Die gemäß § 78 Abs. 2 PersVG LSA i. V. m. § 87 Abs. 1 ArbGG statthafte und fristgerecht eingelegte Beschwerde des Antragstellers ist begründet.

Der Beteiligte ist verpflichtet, die Kosten der anwaltlichen Inanspruchnahme in den streitgegenständlichen gerichtlichen Verfahren zu tragen. Die - der Höhe nach unstreitigen - Kosten sind als durch die Tätigkeit des Personalrats entstandene notwendige Kosten i. S. von § 42 Abs. 1 PersVG LSA anzusehen und danach erstattungspflichtig. Dies ergibt sich aus Folgendem:

Ist die Personalvertretung Beteiligte eines gerichtlichen Verfahrens, so besteht grundsätzlich die Vermutung (sog. Regelvermutung) dahin gehend, dass es der Vertretung durch einen Rechtsanwalt bedarf (vgl. dazu Bieler/Plaßmann u. a., PersVG LSA, § 42, Rdnr. 94 ff. m. w. N.). Im gerichtlichen Verfahren kommt es nämlich nicht nur auf die Kenntnisse des materiellen Personalvertretungsrechts an, sondern auch auf die Kenntnis des spezifischen Prozessrechts. Im Übrigen ist mit einer anwaltlichen Vertretung dafür Sorge getragen, dass der jeweilige Vortrag strukturiert und - nicht zuletzt - unter Berücksichtigung seiner rechtlichen Relevanz erfolgt; dies liegt letztlich im Interesse der Justiz selbst.

..............................

## [Anweisung 1]
Gib aus dem Text über die Anwaltskosten des Personalrats den Abschnitt aus, der bei "Ist die Personalvertretung" beginnt und bei "der Justiz selbst." endet.
## [Anweisung 2]
Worauf kommt es laut dem Text über die Anwaltskosten des Personalrats im gerichtlichen Verfahren neben der Kenntnis des materiellen Personalvertretungsrechts noch an?
## [Anweisung 3]
Schreib den Text über die Anwaltskosten des Personalrats im Anschluss an seinen letzten Satz weiter.

..............................

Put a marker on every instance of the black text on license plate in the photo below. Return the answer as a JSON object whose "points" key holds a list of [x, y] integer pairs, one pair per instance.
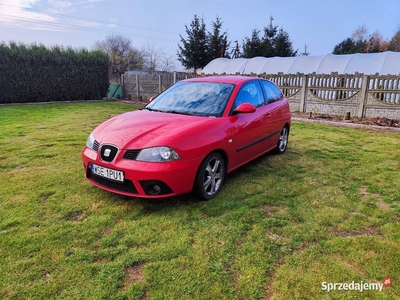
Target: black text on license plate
{"points": [[108, 173]]}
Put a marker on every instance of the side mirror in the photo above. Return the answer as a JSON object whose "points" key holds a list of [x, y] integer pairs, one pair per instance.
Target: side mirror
{"points": [[245, 108]]}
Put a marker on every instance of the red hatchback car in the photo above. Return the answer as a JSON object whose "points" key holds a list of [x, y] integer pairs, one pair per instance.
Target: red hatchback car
{"points": [[188, 138]]}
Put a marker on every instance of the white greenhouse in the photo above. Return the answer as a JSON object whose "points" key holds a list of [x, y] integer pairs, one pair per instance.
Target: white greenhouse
{"points": [[383, 63]]}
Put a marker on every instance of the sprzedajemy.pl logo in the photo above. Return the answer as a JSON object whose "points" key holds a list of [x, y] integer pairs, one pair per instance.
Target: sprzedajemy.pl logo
{"points": [[356, 286]]}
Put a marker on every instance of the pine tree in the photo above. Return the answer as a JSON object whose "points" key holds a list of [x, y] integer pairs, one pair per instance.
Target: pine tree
{"points": [[193, 54], [217, 41]]}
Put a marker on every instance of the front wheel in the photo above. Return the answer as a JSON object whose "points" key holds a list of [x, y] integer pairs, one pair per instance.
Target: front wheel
{"points": [[210, 176], [283, 140]]}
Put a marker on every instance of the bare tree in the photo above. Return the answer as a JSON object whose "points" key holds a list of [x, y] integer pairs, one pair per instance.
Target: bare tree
{"points": [[376, 43], [360, 34], [394, 44], [156, 60], [123, 56]]}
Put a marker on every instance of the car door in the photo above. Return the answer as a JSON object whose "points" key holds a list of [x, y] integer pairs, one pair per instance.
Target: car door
{"points": [[273, 95], [249, 131]]}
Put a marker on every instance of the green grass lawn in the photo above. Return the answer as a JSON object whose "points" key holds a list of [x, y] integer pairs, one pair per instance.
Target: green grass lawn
{"points": [[325, 211]]}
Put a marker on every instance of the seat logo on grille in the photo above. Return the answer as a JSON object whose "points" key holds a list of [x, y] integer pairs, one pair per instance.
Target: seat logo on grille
{"points": [[107, 152]]}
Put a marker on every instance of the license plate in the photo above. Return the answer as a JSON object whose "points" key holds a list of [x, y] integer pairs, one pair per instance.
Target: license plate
{"points": [[108, 173]]}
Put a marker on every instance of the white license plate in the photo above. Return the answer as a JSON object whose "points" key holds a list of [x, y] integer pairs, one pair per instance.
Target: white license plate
{"points": [[108, 173]]}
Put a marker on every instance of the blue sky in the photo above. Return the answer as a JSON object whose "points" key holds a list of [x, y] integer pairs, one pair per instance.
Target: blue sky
{"points": [[320, 24]]}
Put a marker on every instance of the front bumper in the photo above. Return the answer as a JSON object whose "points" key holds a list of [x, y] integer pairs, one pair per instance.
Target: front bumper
{"points": [[144, 179]]}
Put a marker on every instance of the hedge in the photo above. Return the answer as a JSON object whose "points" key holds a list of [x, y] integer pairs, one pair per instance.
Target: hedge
{"points": [[38, 74]]}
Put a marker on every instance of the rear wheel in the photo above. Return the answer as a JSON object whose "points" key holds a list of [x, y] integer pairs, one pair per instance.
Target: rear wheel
{"points": [[283, 140], [210, 176]]}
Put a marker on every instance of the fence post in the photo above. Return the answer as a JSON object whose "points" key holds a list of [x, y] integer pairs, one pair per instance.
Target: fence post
{"points": [[303, 93], [137, 87], [160, 84], [363, 97], [123, 85]]}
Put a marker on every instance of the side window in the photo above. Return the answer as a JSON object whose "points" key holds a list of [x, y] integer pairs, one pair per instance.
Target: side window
{"points": [[250, 93], [271, 91]]}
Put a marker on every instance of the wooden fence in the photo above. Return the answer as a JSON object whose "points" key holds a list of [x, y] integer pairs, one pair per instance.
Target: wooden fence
{"points": [[364, 96]]}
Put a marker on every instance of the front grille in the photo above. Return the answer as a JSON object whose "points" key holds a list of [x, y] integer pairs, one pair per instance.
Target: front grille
{"points": [[108, 152], [96, 145], [127, 186], [131, 154], [155, 187]]}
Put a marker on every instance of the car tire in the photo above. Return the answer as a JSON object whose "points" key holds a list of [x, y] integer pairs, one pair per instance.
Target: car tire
{"points": [[282, 140], [210, 176]]}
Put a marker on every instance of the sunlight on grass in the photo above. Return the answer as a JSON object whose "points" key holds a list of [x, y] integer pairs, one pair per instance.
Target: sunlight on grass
{"points": [[325, 211]]}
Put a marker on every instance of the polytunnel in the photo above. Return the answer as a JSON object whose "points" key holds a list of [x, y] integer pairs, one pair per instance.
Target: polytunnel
{"points": [[383, 63]]}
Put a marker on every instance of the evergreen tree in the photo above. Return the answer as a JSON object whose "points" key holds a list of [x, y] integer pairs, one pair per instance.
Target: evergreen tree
{"points": [[253, 47], [349, 46], [217, 41], [194, 50], [283, 45], [274, 43]]}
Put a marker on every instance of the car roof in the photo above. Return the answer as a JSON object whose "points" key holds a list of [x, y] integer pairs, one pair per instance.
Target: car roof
{"points": [[223, 79]]}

..............................

## [Ergebnis 1]
Ist die Personalvertretung Beteiligte eines gerichtlichen Verfahrens, so besteht grundsätzlich die Vermutung (sog. Regelvermutung) dahin gehend, dass es der Vertretung durch einen Rechtsanwalt bedarf (vgl. dazu Bieler/Plaßmann u. a., PersVG LSA, § 42, Rdnr. 94 ff. m. w. N.). Im gerichtlichen Verfahren kommt es nämlich nicht nur auf die Kenntnisse des materiellen Personalvertretungsrechts an, sondern auch auf die Kenntnis des spezifischen Prozessrechts. Im Übrigen ist mit einer anwaltlichen Vertretung dafür Sorge getragen, dass der jeweilige Vortrag strukturiert und - nicht zuletzt - unter Berücksichtigung seiner rechtlichen Relevanz erfolgt; dies liegt letztlich im Interesse der Justiz selbst.

## [Ergebnis 2]
Auf die Kenntnis des spezifischen Prozessrechts.

## [Ergebnis 3]
Spricht danach eine regelmäßige Vermutung für die Sinnhaftigkeit der Hinzuziehung eines Rechtsanwalts in gerichtlichen Verfahren, so kommt es für die danach grundsätzlich gegebene Kostenerstattungspflicht der Dienststelle nicht auf den Erfolg des Antrags vor Gericht an (Bieler/Plaßmann u. a., a. a. O., § 42, Rdnr. 95). Der Senat vermag auch nicht davon auszugehen, dass die Durchführung der hier streitgegenständlichen gerichtlichen Verfahren von vornherein mutwillig bzw. ohne jede Erfolgsaussicht gewesen sein könnte. Zwar ist dem Beteiligten zuzugeben, dass ein Mitbestimmungsrecht der Personalvertretung im Zusammenhang mit dem Erlass von Beurteilungsrichtlinien im PersVG LSA nicht normiert ist, was der Senat in den hierzu geführten Verfahren 5 L 2/05 bzw. 5 L 18/04 (Beschlüsse vom 1.3.2006) berücksichtigt hat. Eine Beteiligungspflicht der Personalvertretungen kann nach der in den vorg. Entscheidungen zum Ausdruck gebrachten Rechtsaufassung des Senats auch nicht aus anderen rechtlichen Regelungen, insbesondere auch nicht aus der rahmenrechtlichen Vorschrift des § 104 BPersVG hergeleitet werden kann. Indes hat der Senat in dem - die Beurteilungsrichtlinien 2004 betreffenden - Beschwerdeverfahren 5 L 2/05 die Rechtsbeschwerde zum Bundesverwaltungsgericht wegen grundsätzlicher Bedeutung ausdrücklich zugelassen, damit insoweit eine abschließende höchstrichterliche Klärung der Rechtslage erfolgen kann. Bereits daraus ergibt sich, dass jedenfalls nicht von einer Mutwilligkeit bzw. von vornherein bestehenden Erfolglosigkeit der Inanspruchnahme der Gerichte durch den Antragsteller die Rede sein kann. Der insoweit vom Beteiligten zitierten Entscheidung des Verwaltungsgerichts Potsdam (PersV 2003, S. 355) vermag sich der Senat - jedenfalls hinsichtlich der für Sachsen-Anhalt maßgeblichen Rechtslage - nicht anzuschließen.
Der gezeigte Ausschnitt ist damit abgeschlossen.